▶ _Listed records_:
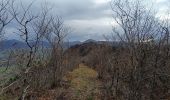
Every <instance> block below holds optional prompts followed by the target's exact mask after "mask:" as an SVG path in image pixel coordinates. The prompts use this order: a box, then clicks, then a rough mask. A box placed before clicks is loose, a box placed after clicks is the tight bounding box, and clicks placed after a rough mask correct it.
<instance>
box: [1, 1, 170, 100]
mask: <svg viewBox="0 0 170 100" xmlns="http://www.w3.org/2000/svg"><path fill="white" fill-rule="evenodd" d="M15 3H16V2H15V1H11V0H0V26H1V27H0V37H2V35H3V34H5V33H4V28H5V26H6V25H8V24H9V23H11V22H15V23H17V25H16V26H17V30H18V31H17V32H18V34H20V36H21V39H23V41H25V43H26V44H27V46H28V48H27V49H18V50H14V51H11V53H10V56H9V59H7V61H6V62H7V67H6V68H5V70H6V71H7V73H8V71H9V70H10V68H11V67H10V68H9V62H10V61H11V60H12V61H13V62H15V63H14V64H15V66H17V67H16V68H17V72H15V71H13V72H15V76H14V77H12V78H11V77H10V79H8V80H9V81H7V82H5V81H4V82H3V85H2V86H0V89H1V94H0V100H15V99H16V100H56V99H57V100H164V99H165V100H166V99H167V100H168V98H169V97H170V93H169V91H170V45H169V44H170V39H169V37H170V31H169V21H168V20H167V21H160V20H159V19H158V18H156V17H155V16H156V14H155V13H154V11H152V8H150V9H149V10H148V9H147V7H145V6H144V4H143V3H142V2H140V1H138V0H135V1H131V0H125V1H123V0H113V2H111V7H112V10H113V14H114V17H113V18H114V19H115V22H117V25H118V26H119V27H115V28H113V34H114V35H115V34H116V35H115V36H114V35H112V36H113V37H112V38H111V42H113V41H116V45H112V44H111V42H110V41H109V40H108V42H103V43H94V42H92V43H84V44H80V45H75V46H73V47H71V48H69V49H67V50H64V48H63V43H64V39H65V37H66V35H67V33H68V32H69V30H68V28H66V27H65V25H64V23H63V21H62V19H61V18H60V17H58V16H57V17H56V16H54V15H53V14H52V13H51V10H50V9H48V7H47V6H42V9H41V11H40V13H39V14H34V13H31V9H30V8H31V7H32V4H30V5H28V7H25V6H23V5H22V3H21V6H20V8H18V7H16V4H15ZM18 9H20V10H22V13H21V12H19V11H18ZM32 33H34V36H32ZM0 39H1V38H0ZM32 41H34V44H31V42H32ZM42 41H47V42H48V43H49V44H50V48H46V47H45V46H43V45H40V44H41V43H42ZM113 44H115V43H113ZM10 72H11V71H10ZM2 76H4V75H3V73H2V74H1V75H0V78H1V77H2ZM1 80H2V79H0V81H1Z"/></svg>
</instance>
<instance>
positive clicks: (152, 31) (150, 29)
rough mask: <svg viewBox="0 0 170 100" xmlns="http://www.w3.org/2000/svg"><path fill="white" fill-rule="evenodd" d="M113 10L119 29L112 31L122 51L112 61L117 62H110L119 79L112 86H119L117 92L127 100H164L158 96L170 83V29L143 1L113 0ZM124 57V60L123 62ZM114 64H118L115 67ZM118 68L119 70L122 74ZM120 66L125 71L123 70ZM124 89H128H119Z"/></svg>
mask: <svg viewBox="0 0 170 100" xmlns="http://www.w3.org/2000/svg"><path fill="white" fill-rule="evenodd" d="M111 7H112V10H113V13H114V14H113V16H114V19H115V22H116V23H117V25H118V26H116V27H115V28H113V32H114V34H116V35H117V39H119V42H120V43H121V45H120V47H121V48H122V49H123V51H121V50H120V51H117V54H118V56H116V55H114V57H113V58H115V57H116V59H114V60H113V59H112V60H111V62H110V63H112V65H111V68H113V69H112V71H113V72H114V73H117V75H118V76H117V75H116V78H115V77H113V78H112V80H113V82H112V83H114V84H112V85H111V86H112V87H113V86H115V84H117V85H116V87H114V89H115V88H117V89H116V91H117V92H119V93H120V92H121V93H123V96H124V97H123V98H124V99H125V98H128V99H129V100H141V99H142V100H145V99H151V100H154V99H156V98H158V97H159V98H161V95H159V96H158V95H157V94H156V93H157V92H158V91H159V92H160V91H162V90H161V89H162V86H165V84H168V82H169V80H168V77H169V72H167V70H169V69H168V66H169V65H168V64H165V63H166V62H167V61H168V59H169V56H168V55H169V47H168V45H169V30H168V28H167V27H162V23H161V21H159V20H158V19H157V18H156V17H155V13H154V11H153V10H152V9H153V8H150V9H148V7H146V6H144V4H143V3H142V1H139V0H135V1H131V0H125V1H124V0H114V1H113V2H111ZM163 26H164V25H163ZM165 41H166V42H165ZM119 52H121V53H119ZM123 52H124V53H123ZM124 55H126V56H124ZM121 56H123V57H124V58H123V59H124V60H121V58H120V57H121ZM165 58H166V59H165ZM115 61H117V62H116V63H115V64H114V62H115ZM122 64H123V65H122ZM116 65H117V66H119V68H118V69H119V70H117V67H116ZM120 65H121V66H124V65H125V67H123V68H122V67H120ZM114 73H111V74H113V75H112V76H115V75H114ZM124 75H125V76H124ZM163 79H166V80H167V81H163ZM158 84H159V85H158ZM160 84H162V85H160ZM125 85H127V88H124V89H121V88H120V87H122V86H125ZM165 87H166V89H165V90H167V89H168V88H169V87H167V85H166V86H165ZM125 91H126V92H125ZM163 91H164V90H163ZM116 96H118V95H116ZM162 96H163V93H162Z"/></svg>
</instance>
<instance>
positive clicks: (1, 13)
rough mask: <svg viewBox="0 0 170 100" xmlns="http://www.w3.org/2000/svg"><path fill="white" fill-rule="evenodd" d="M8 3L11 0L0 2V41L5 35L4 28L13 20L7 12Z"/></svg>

▶ _Work required_:
List all lines in the material containing the string "positive".

▶ _Result of this task_:
positive clicks: (152, 31) (150, 29)
positive clicks: (1, 13)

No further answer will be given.